_DIRECTIONS:_ Copy every one of the rows below word for word, and leave the pictures out of your copy.

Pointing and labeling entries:
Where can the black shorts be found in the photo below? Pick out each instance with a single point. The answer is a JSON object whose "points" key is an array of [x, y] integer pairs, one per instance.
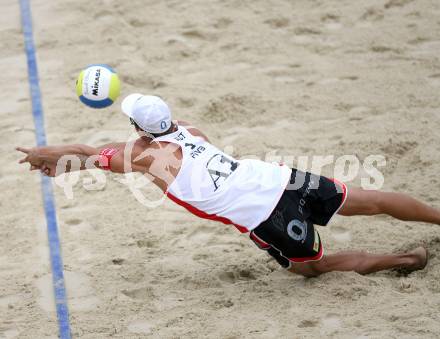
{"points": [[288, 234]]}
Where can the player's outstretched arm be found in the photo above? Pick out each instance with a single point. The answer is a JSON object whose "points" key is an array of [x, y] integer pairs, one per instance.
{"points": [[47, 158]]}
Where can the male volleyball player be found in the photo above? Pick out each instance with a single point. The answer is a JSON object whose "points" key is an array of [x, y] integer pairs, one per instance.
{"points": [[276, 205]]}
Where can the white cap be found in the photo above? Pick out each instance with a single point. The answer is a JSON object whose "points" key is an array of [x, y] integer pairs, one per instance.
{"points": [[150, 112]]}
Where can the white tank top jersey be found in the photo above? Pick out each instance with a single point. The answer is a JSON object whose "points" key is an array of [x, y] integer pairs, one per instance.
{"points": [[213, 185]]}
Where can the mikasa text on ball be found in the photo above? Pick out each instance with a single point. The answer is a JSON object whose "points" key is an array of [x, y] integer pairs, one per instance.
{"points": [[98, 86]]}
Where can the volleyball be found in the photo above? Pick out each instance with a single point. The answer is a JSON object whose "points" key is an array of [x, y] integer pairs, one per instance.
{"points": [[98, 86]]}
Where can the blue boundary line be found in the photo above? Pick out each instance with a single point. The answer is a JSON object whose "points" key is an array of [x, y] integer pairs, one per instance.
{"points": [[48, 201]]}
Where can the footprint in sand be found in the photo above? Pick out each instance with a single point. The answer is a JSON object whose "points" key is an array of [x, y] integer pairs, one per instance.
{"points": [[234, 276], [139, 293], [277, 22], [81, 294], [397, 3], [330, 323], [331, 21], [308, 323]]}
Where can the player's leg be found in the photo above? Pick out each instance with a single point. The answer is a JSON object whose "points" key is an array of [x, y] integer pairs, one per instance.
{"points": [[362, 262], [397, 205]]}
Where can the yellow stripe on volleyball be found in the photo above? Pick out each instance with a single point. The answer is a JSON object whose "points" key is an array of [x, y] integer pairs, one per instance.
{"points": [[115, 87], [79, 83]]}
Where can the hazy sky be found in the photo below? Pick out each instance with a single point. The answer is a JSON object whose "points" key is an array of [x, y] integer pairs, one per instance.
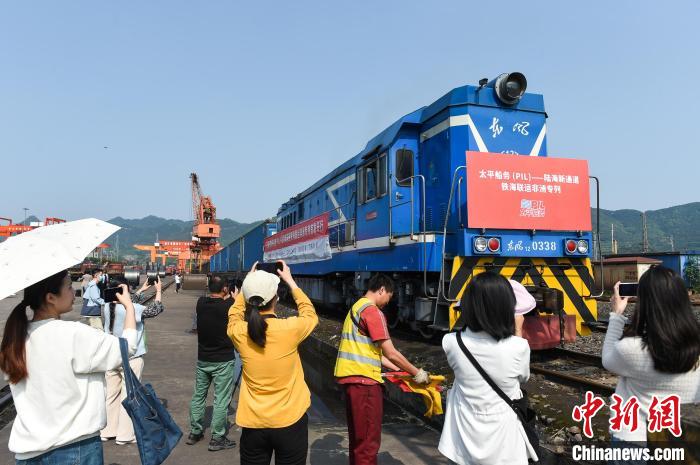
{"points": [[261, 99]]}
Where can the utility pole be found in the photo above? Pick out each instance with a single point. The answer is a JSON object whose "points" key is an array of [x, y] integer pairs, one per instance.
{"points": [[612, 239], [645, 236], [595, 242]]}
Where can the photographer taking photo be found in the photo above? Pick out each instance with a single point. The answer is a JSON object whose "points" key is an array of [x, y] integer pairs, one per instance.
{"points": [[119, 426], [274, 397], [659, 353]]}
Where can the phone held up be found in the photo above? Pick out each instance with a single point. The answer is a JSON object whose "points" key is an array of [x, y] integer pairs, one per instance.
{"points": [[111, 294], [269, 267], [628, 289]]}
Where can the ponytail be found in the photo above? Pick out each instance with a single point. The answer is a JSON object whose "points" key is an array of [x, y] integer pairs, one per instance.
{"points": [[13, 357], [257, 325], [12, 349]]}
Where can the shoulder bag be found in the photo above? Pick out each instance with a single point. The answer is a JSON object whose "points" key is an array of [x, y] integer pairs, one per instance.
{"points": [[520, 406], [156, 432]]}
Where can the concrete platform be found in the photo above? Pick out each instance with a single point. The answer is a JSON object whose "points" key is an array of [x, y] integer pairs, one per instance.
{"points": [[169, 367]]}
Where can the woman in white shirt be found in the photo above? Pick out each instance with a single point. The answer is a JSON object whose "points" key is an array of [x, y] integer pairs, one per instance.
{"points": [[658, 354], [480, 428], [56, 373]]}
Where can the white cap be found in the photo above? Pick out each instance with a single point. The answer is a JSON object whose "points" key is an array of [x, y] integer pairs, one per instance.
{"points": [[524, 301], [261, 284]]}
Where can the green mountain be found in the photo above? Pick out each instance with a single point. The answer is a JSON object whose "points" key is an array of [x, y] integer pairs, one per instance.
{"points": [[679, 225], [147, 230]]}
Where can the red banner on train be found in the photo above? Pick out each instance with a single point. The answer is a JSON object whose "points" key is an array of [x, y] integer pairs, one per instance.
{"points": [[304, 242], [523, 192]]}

_EXERCISE SOLUTION:_
Where can the black shorts be found in the photo below? Pick out each instance with a single point. The answer is a JSON object whose "points" key is an array of [x, y] integer pairs, one per instance.
{"points": [[288, 234]]}
Where can the player's outstretched arm be found in the photo above? Pick out each instance with a single point. The answer is a JSON object whose "points" key is an array of [x, y] integer pairs, one per instance.
{"points": [[47, 158]]}
Where can the male volleyball player be found in the photo above? Pick out each instance with a single point. The answer is a JSON object whose "points" key is an array of [x, y] integer pairs, one per instance.
{"points": [[276, 205]]}
Where can the white cap be found in the photo above? Pick out each instance with a single point. The answer is a JSON object whose "points" key is an array of [x, y] integer pairs, one per instance.
{"points": [[150, 112]]}
Where can the white tank top jersey be found in the photo above? Pick out each instance with a single point. The answer is a JSON object whose "points" key is an array of [x, y] integer pairs, one per instance.
{"points": [[213, 185]]}
Where can the mikasa text on ball be found in the photo above? Pick out each instance with a single point. The answer is a JSON object whose "points" key is an array of [x, y] integer pairs, one per instance.
{"points": [[98, 86]]}
Where can the volleyball be found in the photo above? Pick out each instance with a single point. The answer is a JSON object whose "points" key is an array of [x, y] integer pairs, one per instance.
{"points": [[98, 86]]}
Where can the blue boundary line be found in the photo above? Pick out each instance with a single point. The answer is a JSON object whose "points" key is an array of [x, y] integer pairs, one per instance.
{"points": [[48, 201]]}
Where can the footprint in sand be found in the photo above? Pick out each instance with a single point. The answer is a JSON object whose "points" key is an array of [x, y] integer pairs, one per instance.
{"points": [[234, 276], [139, 293], [277, 22], [81, 294], [397, 3], [330, 323], [331, 21], [308, 323]]}
Where can the player's leg be found in the photo above? Pick out each instance with a single point. The answer is a JSON object whose "points" key is an array of [x, y] integer pairs, one per instance.
{"points": [[362, 262], [397, 205]]}
Where can the yellow stripe on volleyball be found in the photo above? Pick out each instance with a single point. The answer is a JSON object whose "points" key is an array of [x, y] integer pairs, one per instance.
{"points": [[115, 87], [79, 83]]}
Where can the hazy sky be found in the photo below? Pick out each instance with a single point. The answer is a JSON object whose "points" key is an array of [x, y] integer pairs, one per instance.
{"points": [[261, 99]]}
Where can the utility pole be found in the photo above? Pick out each instance with a single point. The answer is a JSON object whose "points" key is an array of [x, y] integer pairs, one per instance.
{"points": [[612, 239], [645, 236], [595, 242]]}
Where can the photographer taking photo be found in the photo above? Pick out each instance with a single point. The answer is a JSON object whose "points" key is an array of [x, y] integer pairs, one per instance.
{"points": [[119, 426], [274, 397], [659, 353]]}
Where can the phone held up be found in the photo above? Pick out each instance with a single point. The answer is a JSON object whose "points" key is an array of [x, y] integer pairs, one per instance.
{"points": [[111, 294], [269, 267], [628, 289]]}
Where can the ponytail be found in the photo above? Pick out each instance with a single point. The answer is a JSON object whose "points" key is an array of [x, y] integer pairs, one per instance.
{"points": [[13, 357], [257, 325], [12, 349]]}
Where can the shoulder bag be found in the photo above? Pick out each instance with a single point. The answer is a JSON object whose "points" key is an array of [x, y] integer pairs, one per instance.
{"points": [[520, 406], [156, 432]]}
Where can the concrete platform be found in the photo above? Pick out each instance with a single point. The answer is a JSON object whose "points" key is an array of [x, y] integer pairs, one per instance.
{"points": [[169, 367]]}
Where can the woman in white shirt be found in the photo above? Pick out each instance with a single point. The answer is a JSON object whose "points" key is an array of [x, y] integer pairs, one per instance.
{"points": [[658, 354], [480, 428], [56, 373]]}
Where can the white cap be found in the photo above? Pick out each instance with a single point. The answer is a JSON object whose "points" key is an array of [x, y] integer pairs, one per instance.
{"points": [[524, 301], [261, 284]]}
Where can the green mountain be found in the photo above? Pick out each instance with a single point. The answer is a JSON object whose "points" key is an array of [x, y] integer pairs, one per instance.
{"points": [[679, 225], [147, 230]]}
Where can the red banner on train be found in the photo above? Pick out each instance with a single point. The answer is a JSON object whose "points" key is an array of [x, y] integer pairs, one per instance.
{"points": [[304, 242], [523, 192]]}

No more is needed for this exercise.